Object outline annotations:
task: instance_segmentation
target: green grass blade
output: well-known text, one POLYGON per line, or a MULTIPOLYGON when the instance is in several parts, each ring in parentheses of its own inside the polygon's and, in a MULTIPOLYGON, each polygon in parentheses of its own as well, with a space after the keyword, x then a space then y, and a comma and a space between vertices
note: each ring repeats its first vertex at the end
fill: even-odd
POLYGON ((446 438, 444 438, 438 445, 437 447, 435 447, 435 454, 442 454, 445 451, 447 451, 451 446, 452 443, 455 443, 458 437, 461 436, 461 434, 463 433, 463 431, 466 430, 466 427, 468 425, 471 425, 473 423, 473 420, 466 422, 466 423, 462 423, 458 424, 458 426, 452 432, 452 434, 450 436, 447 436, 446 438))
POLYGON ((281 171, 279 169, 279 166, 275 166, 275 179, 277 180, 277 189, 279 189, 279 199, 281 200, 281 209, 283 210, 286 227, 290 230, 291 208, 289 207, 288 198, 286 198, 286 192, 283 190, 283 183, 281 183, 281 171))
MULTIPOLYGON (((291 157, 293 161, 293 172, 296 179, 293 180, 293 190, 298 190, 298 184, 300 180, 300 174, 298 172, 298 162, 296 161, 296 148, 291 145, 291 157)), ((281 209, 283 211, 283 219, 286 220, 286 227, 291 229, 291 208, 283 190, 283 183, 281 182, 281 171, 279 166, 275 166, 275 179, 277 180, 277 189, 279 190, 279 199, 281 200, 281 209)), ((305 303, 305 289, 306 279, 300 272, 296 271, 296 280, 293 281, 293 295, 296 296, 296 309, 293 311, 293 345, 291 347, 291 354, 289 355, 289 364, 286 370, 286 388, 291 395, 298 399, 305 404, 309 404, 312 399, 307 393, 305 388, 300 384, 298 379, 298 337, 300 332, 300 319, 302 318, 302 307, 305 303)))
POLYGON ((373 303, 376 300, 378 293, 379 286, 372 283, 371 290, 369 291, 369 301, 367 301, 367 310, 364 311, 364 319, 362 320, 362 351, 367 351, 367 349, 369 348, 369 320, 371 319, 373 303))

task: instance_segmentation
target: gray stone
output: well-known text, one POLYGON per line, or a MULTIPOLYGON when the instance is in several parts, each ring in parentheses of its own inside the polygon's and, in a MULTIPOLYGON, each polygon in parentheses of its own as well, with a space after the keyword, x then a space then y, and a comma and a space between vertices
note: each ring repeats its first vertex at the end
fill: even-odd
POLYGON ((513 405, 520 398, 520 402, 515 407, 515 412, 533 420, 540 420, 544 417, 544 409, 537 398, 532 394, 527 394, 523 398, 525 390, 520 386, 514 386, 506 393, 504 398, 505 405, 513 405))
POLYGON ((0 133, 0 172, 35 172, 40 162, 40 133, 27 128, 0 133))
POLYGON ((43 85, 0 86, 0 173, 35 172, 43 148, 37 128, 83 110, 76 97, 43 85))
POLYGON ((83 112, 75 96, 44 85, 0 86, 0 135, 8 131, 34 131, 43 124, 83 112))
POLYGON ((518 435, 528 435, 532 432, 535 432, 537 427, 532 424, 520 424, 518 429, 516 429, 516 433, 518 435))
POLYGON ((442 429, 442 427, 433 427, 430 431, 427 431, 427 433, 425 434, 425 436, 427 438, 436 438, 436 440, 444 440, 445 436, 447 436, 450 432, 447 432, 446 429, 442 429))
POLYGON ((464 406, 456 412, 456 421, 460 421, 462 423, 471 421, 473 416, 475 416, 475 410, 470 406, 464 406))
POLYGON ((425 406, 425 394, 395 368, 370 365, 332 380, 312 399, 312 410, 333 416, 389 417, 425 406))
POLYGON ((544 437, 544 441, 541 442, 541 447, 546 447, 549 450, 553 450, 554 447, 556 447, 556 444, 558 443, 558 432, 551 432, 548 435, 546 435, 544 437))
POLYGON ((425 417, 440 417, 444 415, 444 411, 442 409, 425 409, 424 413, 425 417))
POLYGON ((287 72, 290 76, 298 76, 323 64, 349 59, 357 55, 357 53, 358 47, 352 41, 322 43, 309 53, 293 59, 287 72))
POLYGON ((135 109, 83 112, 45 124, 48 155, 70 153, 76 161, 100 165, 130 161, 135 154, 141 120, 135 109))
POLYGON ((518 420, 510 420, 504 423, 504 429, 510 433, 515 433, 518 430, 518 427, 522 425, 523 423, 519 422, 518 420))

**TO BE DONE**: Pull out each line of the data above that contains the word "target". Treat uppercase and lowercase letters as different.

**ANSWER TO THE PROBLEM**:
target: green grass blade
target: gray stone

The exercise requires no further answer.